# Material for the task
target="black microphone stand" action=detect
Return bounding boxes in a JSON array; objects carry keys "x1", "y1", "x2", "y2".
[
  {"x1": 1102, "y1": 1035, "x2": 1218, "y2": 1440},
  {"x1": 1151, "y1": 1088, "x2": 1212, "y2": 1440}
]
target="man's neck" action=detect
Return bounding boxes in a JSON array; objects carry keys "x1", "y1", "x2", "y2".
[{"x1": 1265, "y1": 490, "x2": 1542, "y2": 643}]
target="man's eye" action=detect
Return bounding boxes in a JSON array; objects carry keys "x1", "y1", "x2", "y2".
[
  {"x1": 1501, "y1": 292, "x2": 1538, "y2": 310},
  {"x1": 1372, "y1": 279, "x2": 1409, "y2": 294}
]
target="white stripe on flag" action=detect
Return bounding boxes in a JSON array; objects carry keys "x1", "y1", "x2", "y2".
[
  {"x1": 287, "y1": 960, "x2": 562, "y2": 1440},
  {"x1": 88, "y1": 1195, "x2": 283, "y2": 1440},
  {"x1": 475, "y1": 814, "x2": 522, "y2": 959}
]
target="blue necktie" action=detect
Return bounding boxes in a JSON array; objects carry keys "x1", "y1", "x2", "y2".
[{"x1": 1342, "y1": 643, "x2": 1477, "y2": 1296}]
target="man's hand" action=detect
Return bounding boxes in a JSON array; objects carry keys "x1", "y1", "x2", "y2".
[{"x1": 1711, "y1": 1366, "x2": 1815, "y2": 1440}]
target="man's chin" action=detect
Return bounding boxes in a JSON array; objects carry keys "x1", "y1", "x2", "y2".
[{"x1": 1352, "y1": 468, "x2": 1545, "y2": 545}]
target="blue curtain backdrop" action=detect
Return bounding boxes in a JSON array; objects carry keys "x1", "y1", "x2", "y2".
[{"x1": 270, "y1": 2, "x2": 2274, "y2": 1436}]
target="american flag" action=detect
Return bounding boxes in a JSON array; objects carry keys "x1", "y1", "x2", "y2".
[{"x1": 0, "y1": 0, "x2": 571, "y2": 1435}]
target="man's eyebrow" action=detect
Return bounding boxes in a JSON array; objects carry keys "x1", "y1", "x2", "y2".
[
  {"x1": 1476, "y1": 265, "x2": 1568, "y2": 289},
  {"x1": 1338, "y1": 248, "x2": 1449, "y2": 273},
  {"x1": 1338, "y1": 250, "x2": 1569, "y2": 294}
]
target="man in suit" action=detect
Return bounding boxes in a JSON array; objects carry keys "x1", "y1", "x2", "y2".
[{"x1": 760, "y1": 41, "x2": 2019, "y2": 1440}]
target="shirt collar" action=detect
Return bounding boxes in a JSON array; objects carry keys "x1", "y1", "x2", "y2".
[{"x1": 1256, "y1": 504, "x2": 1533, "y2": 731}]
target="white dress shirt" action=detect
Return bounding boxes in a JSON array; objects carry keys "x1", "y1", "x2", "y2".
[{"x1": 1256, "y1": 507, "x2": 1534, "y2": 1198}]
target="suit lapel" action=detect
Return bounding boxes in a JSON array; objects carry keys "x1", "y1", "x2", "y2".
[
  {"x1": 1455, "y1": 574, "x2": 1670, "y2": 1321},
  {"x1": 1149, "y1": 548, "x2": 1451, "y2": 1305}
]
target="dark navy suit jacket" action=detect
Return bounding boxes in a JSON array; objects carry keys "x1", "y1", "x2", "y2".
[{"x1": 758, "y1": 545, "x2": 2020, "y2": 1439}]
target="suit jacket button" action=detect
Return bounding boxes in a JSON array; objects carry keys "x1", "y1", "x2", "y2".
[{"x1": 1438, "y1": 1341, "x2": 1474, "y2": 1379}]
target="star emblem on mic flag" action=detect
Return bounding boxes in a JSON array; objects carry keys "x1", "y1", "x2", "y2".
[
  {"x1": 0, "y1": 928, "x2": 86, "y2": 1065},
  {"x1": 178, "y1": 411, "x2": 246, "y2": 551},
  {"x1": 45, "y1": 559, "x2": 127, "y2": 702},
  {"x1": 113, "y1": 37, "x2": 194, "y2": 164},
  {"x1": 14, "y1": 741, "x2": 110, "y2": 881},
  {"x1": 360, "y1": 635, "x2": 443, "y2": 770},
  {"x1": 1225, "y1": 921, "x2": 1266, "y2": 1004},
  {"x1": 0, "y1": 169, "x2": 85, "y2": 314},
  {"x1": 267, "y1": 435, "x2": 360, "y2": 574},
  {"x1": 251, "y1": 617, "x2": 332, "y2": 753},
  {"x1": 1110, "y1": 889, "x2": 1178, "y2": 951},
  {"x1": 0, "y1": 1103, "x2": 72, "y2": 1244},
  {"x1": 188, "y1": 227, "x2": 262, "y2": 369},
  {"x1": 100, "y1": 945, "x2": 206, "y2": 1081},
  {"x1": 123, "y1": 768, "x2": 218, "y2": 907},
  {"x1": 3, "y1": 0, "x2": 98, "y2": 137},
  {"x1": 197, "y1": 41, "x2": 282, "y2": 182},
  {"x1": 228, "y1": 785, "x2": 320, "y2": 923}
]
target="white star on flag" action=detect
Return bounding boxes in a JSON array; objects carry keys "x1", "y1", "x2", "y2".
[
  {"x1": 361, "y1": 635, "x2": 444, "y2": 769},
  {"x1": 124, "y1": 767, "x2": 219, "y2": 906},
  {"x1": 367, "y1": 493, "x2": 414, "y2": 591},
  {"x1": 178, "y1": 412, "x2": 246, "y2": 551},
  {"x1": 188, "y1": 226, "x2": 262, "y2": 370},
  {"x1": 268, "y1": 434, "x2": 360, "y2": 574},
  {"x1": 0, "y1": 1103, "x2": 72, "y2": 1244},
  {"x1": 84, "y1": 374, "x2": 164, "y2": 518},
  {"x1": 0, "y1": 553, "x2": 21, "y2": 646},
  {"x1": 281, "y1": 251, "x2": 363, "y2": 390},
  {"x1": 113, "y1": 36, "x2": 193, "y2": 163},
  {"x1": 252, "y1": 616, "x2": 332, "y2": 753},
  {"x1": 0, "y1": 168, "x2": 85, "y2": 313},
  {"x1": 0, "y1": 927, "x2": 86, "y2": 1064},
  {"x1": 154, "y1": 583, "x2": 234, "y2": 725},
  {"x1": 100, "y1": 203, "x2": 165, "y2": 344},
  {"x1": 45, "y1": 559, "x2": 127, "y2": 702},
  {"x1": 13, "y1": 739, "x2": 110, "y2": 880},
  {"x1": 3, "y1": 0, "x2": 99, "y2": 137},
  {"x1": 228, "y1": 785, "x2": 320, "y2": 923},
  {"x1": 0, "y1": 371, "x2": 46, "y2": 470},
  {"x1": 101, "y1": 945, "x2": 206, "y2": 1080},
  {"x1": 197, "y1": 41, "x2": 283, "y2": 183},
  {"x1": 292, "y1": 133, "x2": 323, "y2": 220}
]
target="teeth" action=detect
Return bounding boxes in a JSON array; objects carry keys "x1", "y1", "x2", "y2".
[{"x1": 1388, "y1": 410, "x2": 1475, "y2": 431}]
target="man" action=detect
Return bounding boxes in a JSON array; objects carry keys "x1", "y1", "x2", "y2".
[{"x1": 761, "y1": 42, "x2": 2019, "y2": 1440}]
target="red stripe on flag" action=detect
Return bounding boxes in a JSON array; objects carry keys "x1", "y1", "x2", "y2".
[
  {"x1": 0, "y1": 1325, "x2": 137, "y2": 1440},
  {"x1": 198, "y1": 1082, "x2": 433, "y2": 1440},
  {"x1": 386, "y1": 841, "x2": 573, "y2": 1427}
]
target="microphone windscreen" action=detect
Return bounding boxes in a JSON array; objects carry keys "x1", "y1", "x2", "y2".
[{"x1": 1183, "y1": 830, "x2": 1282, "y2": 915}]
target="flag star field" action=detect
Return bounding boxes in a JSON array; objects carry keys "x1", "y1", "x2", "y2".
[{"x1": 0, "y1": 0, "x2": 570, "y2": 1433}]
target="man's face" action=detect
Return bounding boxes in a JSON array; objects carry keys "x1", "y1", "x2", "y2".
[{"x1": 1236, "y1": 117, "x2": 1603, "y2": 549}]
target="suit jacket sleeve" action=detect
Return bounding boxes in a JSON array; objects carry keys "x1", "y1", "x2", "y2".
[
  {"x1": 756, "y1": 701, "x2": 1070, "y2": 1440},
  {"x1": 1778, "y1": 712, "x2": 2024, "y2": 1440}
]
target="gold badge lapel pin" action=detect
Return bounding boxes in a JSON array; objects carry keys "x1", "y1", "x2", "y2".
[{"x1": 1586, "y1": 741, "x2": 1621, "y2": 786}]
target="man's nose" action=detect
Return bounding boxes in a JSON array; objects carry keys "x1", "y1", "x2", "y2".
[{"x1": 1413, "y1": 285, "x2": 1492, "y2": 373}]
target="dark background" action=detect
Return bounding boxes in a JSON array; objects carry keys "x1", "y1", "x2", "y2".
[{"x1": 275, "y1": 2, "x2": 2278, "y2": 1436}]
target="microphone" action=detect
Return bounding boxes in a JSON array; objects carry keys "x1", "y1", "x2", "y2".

# Task objective
Return every line of the records in which the word "microphone" is found.

# Written solution
target="black microphone stand" action=detect
target="microphone windscreen" action=detect
target="microphone" action=detect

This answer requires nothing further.